▶ [The tasks]:
A. Please list everything the Dalai Lama passage says the Dalai Lama knew quite well about the narrator's background.
B. According to the Dalai Lama passage, in what year did the narrator return to Dharamsala for another audience with the Dalai Lama?
-------- Reading text --------
His Holiness had told us to engage with people when we returned home, not to isolate ourselves, and to return to Dharamsala to "recharge." But that was not so simple to do.  Apart from teaching, few jobs granted time for travel to India. And making a living as a professor was not my fate.  We would not return to Dharamsala and another audience with the Dalai Lama until 2001. By then Kay had started painting thankas and she requested the meeting with him to discuss her work and gain some guidance.  I thought I was coming along to the audience as company, and had no specific reason to meet with him. But as his brother Thubten Norbu had said to me back when I was a graduate student, you cannot be in the presence of beings such at the Dalai Lama without extraordinary things happening.

As Kay talked to him about thanka painting I enjoyed his company.  We had greeted him in the usual way, offering scarves, but instead of taking the scarves and returning them to us as a blessing he had set them by his side.  Throughout our time together my mind kept asking, would I get the scarf back as a blessed memento or not? Finally, as the conversation approached its conclusion, an attendant came in with a small tray in his hands. Two little bronze buddhas sat on the tray, and I thought, how wonderful, we had each received such statues from him at the conclusion of previous audiences, now I would receive a third one!

The conversation with Kay came to its conclusion and he stood up. The attendant put the tray to his side, he picked up a small buddha statue and began to hand it to me, and then stopped. He looked at me and said, "Often when I have visitors I like to give them a small statue. But I don't want to do that unless my visitors are Buddhists. Are you a Buddhist"? I was dumbfounded, almost speechless. How could I answer such a question? I had been meeting with him over a period of almost 20 years, and he knew quite well that I had translated Nagarjuna, had been Tara Tulku's disciple, was now Locho Rinpoche's disciple and had been on retreat in his own monastery. What did he mean, was I a Buddhist?
-------- Excerpted data --------
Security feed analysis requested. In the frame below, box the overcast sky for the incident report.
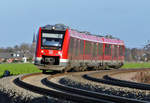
[0,0,150,48]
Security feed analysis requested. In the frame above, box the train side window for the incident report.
[75,39,79,56]
[105,44,108,55]
[85,41,92,54]
[119,46,123,56]
[114,45,118,57]
[92,43,97,57]
[85,41,88,54]
[69,37,74,54]
[98,43,103,56]
[108,44,111,56]
[80,40,84,54]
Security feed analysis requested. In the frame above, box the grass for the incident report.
[122,62,150,69]
[0,63,41,77]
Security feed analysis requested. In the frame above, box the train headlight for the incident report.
[52,26,55,30]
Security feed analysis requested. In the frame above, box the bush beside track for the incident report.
[121,62,150,69]
[0,63,41,77]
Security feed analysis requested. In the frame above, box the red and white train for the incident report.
[35,25,125,72]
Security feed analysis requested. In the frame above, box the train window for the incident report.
[114,45,118,57]
[80,40,84,54]
[105,44,108,55]
[69,37,74,54]
[98,43,103,56]
[75,39,79,56]
[119,46,123,56]
[85,41,92,54]
[92,43,97,57]
[108,44,111,56]
[105,44,111,56]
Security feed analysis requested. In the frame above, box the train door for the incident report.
[111,45,115,61]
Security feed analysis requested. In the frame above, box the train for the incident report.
[34,25,125,73]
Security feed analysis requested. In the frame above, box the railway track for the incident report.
[14,73,148,103]
[83,69,150,90]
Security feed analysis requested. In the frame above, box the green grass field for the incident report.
[0,62,150,77]
[0,63,41,77]
[121,62,150,69]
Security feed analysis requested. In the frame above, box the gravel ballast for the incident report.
[0,76,72,103]
[59,75,150,101]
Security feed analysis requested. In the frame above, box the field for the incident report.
[0,63,41,77]
[0,62,150,77]
[122,62,150,69]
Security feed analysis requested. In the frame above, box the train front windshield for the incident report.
[42,32,64,50]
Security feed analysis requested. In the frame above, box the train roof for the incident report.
[41,24,124,45]
[69,29,124,45]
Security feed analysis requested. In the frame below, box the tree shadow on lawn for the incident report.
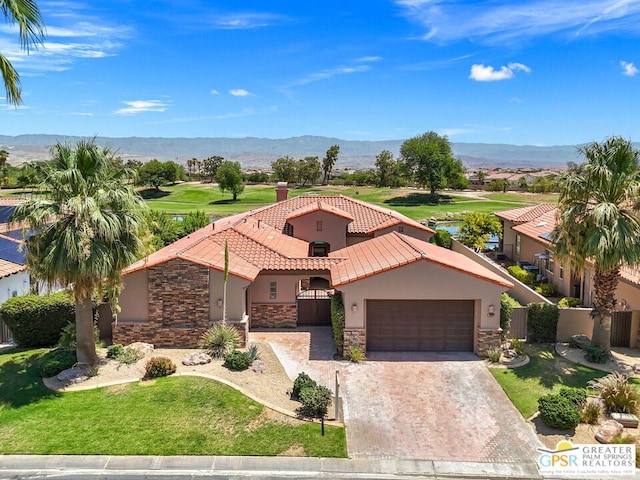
--------
▶ [Solutions]:
A.
- The narrator had translated Nagarjuna.
- The narrator had been Tara Tulku's disciple.
- The narrator was now Locho Rinpoche's disciple.
- The narrator had been on retreat in the Dalai Lama's own monastery.

B. 2001